TEXT PROVIDED –

* * * * * * * * *

The air-launch system has a lot of flexibility and convenience. It's also a proven concept. (Scaled Composites actually built an aircraft launch system for small orbital payloads years in advance of Space Ship One. It's hard to find with all of the Virgin and Stratolaunch links, though.)


Orbital Systems Corp. has an air-launched booster, Pegasus, in regular service (launched off a converted L-1011 airliner). I'm not sure Rutan or Scaled Composites had much to do with it, though.

(OSC is also the "other" commercial cargo provider for the space station, though they haven't started with demo flights yet; they're using their own booster for this, though the first-stage engines are refurbs from the old Soviet lunar program. Literally --- another American aerospace company bought thirty-odd engines that had been built for the Soviet N1 booster out of a warehouse in Kazakhstan...)


So what are some of the interviews of him that you have enjoyed? I've seen the one at [Pandodaily](http://pandodaily.com/2012/07/12/pandomonthly-presents-a-fir...).


The guy is remarkable. A Jobs-like visionary. But Space X is fantasy at this point driven by a titan of a personality. Having worked in the space business, I'm far more impressed by Tesla, and even Paypal.


If you've worked in the industry (I'm assuming not at SpaceX), I can see how you'd assume that SpaceX would be similar. It isn't.

It really feels like a startup here; everything moves incredibly quickly, major advances in launch technology are being engineered and tested all the time at a fairly breakneck pace, and the whole show is run by some pretty brilliant minds (a good mix of younger engineers and veterans from NASA and the private auto and aerospace industries). Regardless of how closely reality ends up aligning with Elon's goals, the progress made here is pretty far from fantastic.


By fantastic, I'm talking about this "Mars for half a million dollars in 15 years" talk. It's crazy ambitious. Space X is doing lots of great stuff in new ways, but it's all stuff that has been done before. There will be a wall of difficulty, both technical and financial, that will prove extremely difficult to overcome. I will even go as far as to say it's a pipe dream (although I hope I am wrong!).

But I've always thought part of Musk's brilliance is that he has a way fo aiming for the stars and landing on the moon. The moon is still pretty cool, but it isn't the stars.


Ah, fair enough; that's pretty different from "SpaceX [as a whole] is fantasy" (much more reasonable).

As far as financial issues, SpaceX is pretty hugely successful with commercial launch as it is (even more so with the new NASA deal announced this morning); but, worst case financial scenario (as the inside joke goes), "Hey Congress, we're about to send a manned spacecraft to Mars, and some country's flag is going in with them...".

As far as technical issues, I can't really subscribe to the idea that the team hasn't accounted for or will inevitably fail to account for some massive unknown/unforeseen/insurmountable blocker on the road to Mars. It's certainly possible, but there really isn't any fundamentally unique problem (that I can see) in a manned mission to Mars which hasn't already been solved in some form in the past.


Agreed. I should have been more specific. I'm talking only in the context of making a business of sending people to Mars as described vaguely by Musk in various interviews.

* * * * * * * * *

SUPPLIED INFORMATION –
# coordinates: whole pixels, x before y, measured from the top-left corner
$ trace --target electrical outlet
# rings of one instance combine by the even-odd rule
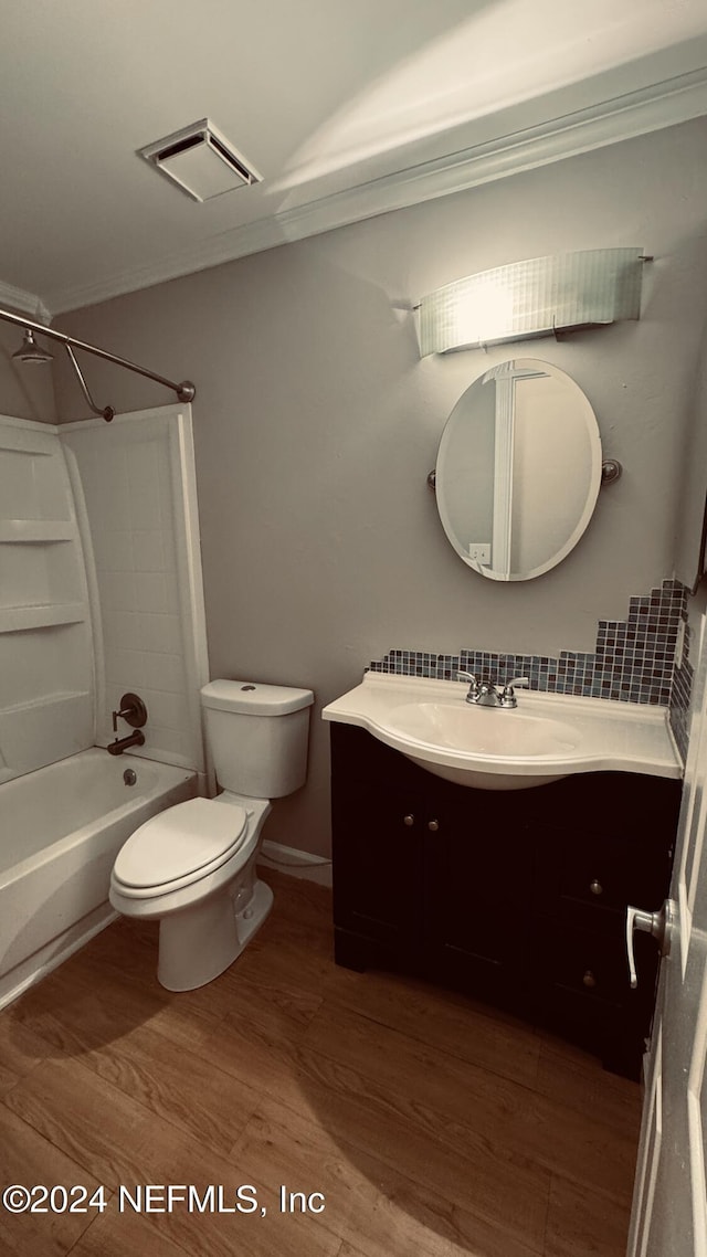
[[[469,558],[473,563],[491,563],[491,542],[469,542]]]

* * * * * * * * *

WORK TO DO –
**A.** In the SpaceX discussion, what aircraft is the Pegasus booster launched from?
**B.** Write the next part of the SpaceX discussion, picking up after its final comment.
The material comes from a separate source.

SOLVED PROBLEMS –
**A.** A converted L-1011 airliner.

**B.**
I am still very skeptical that there is a non-government way to keep someone alive for a round trip. That's a very tough problem to fix with limited finances and time.


Fantasy? How so?

They've launched orbital rockets and demonstrated they can do so far more cost effectively than anyone else in history. They've done the same for delivering pressurized cargo to ISS. And their work on manned spaceflight, heavy lift launchers, and reusable launch vehicles is enormously credible given their current track record and history of unabashed transparency.


Could we consider Armadillo Aerospace a competitor? John Carmak et. al. http://www.armadilloaerospace.com/


I had forgotten that Armadillo Aerospace existed. Do they consider themselves to be a serious competitor? In other words do they actually employ engineers and design rockets, or are they just talking about it?


"Armadillo Aerospace has been officially granted a full commercial launch license by the FAA. Paying payloads launching next month. "

https://twitter.com/ID_AA_Carmack/status/228858210327609344


No. But you might consider Sierra Nevada Corp, Boeing, or ATK as competitors.


Hero? Is he really doing anything special or is he just doing cool things with the government's money, and would they have survived without the cash injection? Surely its harder to bootstrap a business, those guys should be called heros.


SpaceX was always primarily funded by Elon personally while starting up. It is a business. No, most businesses are not more difficult to bootstrap than commercial space launch services.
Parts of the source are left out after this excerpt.